- Information:
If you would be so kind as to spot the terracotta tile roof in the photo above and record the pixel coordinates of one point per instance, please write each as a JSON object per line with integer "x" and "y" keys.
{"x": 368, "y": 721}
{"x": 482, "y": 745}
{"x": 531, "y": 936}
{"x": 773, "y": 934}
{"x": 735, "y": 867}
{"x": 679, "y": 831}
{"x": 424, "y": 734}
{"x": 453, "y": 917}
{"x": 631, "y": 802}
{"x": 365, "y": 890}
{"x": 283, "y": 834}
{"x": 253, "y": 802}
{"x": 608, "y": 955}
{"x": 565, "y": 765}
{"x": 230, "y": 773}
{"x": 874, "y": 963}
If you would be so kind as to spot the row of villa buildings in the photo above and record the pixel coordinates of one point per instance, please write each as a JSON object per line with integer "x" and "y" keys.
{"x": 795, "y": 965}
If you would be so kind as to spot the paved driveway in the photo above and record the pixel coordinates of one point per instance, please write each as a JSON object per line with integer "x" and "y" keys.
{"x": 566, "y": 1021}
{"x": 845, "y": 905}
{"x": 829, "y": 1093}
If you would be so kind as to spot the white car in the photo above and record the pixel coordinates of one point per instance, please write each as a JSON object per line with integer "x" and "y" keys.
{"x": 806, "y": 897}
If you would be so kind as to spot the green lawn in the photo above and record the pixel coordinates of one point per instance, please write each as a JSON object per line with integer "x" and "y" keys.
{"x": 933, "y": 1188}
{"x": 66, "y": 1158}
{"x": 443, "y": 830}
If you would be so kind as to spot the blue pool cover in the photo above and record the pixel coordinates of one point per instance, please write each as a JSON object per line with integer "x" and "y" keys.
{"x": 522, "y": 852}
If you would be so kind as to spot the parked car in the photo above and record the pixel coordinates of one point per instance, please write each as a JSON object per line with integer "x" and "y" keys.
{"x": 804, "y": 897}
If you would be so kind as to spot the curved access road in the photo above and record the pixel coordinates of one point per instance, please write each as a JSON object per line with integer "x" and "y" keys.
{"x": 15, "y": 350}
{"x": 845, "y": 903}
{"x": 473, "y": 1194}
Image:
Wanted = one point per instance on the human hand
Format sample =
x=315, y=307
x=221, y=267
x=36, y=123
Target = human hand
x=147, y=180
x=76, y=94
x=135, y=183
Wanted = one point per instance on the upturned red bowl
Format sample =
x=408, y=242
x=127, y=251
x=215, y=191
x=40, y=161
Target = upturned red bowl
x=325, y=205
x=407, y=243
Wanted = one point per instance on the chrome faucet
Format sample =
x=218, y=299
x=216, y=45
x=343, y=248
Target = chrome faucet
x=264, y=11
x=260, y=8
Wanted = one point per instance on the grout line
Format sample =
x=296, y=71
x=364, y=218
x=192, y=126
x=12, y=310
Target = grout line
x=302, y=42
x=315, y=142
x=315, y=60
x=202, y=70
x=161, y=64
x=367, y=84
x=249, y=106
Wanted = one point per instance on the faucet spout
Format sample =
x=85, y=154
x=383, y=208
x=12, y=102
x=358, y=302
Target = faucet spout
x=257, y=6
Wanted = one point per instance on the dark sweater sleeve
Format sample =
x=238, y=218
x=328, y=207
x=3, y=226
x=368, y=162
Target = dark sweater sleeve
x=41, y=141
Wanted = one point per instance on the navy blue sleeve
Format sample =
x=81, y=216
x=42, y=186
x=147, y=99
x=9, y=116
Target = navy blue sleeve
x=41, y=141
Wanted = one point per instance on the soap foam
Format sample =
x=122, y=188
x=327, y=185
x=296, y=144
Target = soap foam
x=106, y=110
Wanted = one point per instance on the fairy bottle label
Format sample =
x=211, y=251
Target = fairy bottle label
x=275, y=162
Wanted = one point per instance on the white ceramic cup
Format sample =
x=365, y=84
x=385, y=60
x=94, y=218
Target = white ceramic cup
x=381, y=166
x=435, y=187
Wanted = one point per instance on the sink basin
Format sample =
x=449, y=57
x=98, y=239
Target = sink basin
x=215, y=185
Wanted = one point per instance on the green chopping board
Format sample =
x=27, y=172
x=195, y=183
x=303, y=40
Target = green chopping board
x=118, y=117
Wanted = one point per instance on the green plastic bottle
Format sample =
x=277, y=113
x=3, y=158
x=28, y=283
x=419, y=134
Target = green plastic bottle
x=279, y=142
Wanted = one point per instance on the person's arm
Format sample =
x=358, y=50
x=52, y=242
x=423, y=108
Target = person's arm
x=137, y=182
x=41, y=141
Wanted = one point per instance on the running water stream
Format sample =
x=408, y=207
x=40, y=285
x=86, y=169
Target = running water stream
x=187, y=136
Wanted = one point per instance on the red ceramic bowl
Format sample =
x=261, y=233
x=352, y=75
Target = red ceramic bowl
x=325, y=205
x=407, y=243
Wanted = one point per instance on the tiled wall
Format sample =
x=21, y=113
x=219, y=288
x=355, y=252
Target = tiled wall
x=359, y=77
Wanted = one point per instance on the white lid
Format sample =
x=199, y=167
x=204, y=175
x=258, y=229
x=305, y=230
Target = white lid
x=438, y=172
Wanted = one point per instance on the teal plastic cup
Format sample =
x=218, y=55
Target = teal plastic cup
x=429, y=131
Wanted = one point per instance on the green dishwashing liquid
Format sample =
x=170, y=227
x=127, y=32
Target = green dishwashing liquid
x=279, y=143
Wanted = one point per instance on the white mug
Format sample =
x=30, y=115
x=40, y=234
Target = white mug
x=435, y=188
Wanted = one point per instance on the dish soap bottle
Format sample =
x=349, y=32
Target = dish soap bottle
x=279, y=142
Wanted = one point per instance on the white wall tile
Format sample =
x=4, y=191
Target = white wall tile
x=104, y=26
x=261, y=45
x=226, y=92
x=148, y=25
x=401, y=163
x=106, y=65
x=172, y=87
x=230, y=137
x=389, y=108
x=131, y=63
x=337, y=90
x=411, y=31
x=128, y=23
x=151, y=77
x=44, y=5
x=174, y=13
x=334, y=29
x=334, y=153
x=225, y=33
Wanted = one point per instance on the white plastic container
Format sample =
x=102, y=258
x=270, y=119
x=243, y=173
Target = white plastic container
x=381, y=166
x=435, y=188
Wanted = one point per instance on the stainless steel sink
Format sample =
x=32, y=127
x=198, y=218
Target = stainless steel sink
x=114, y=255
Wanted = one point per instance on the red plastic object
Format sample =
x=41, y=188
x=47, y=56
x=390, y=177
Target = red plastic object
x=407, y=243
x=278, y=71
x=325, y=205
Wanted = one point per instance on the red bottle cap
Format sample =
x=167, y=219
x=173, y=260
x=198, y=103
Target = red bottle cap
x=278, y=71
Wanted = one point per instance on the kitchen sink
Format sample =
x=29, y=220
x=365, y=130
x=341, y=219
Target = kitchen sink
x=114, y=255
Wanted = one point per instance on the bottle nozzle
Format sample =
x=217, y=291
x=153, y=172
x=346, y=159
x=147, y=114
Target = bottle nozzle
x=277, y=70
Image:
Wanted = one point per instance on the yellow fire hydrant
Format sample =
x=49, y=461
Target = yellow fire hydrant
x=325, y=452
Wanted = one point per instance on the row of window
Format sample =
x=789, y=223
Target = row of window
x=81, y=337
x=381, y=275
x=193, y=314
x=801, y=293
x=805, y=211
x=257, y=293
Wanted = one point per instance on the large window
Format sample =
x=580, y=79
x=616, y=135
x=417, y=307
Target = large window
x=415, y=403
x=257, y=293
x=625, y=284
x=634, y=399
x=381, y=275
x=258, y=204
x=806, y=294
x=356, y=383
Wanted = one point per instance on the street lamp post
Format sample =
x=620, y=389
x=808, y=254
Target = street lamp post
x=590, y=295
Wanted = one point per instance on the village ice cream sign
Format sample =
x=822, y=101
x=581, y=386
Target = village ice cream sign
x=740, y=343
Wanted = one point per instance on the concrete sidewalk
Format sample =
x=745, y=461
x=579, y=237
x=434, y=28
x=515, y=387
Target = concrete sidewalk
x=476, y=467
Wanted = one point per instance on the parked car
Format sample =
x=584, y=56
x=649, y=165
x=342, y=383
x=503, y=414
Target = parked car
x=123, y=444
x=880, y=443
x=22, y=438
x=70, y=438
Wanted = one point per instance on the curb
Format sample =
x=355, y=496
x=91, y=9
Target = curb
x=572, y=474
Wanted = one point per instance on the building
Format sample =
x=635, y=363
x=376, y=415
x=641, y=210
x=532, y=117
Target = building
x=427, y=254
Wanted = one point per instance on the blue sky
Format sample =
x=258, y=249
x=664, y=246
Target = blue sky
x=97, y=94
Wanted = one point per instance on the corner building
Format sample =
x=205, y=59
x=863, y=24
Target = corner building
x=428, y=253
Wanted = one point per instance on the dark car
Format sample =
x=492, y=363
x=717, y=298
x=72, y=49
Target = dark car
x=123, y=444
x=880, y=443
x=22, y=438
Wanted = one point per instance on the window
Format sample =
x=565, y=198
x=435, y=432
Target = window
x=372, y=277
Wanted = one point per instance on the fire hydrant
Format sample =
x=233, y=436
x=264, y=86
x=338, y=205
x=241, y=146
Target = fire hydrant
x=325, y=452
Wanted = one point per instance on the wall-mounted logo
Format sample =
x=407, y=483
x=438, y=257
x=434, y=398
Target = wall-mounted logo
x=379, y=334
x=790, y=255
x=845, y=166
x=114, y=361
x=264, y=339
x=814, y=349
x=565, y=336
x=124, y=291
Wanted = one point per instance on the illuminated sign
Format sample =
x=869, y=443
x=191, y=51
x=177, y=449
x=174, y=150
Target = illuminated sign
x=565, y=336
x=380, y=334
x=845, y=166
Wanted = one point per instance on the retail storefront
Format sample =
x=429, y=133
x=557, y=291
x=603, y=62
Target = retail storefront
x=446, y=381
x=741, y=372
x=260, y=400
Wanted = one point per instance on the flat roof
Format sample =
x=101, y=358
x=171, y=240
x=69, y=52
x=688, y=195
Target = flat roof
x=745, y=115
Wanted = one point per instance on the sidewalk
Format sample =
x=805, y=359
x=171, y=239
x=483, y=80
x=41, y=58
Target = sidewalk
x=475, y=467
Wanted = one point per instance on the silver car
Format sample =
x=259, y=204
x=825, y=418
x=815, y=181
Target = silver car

- Exercise details: Your task is to find every line above containing the word "silver" and copy it.

- Answer section:
Wanted = one point per instance on the silver car
Target = silver car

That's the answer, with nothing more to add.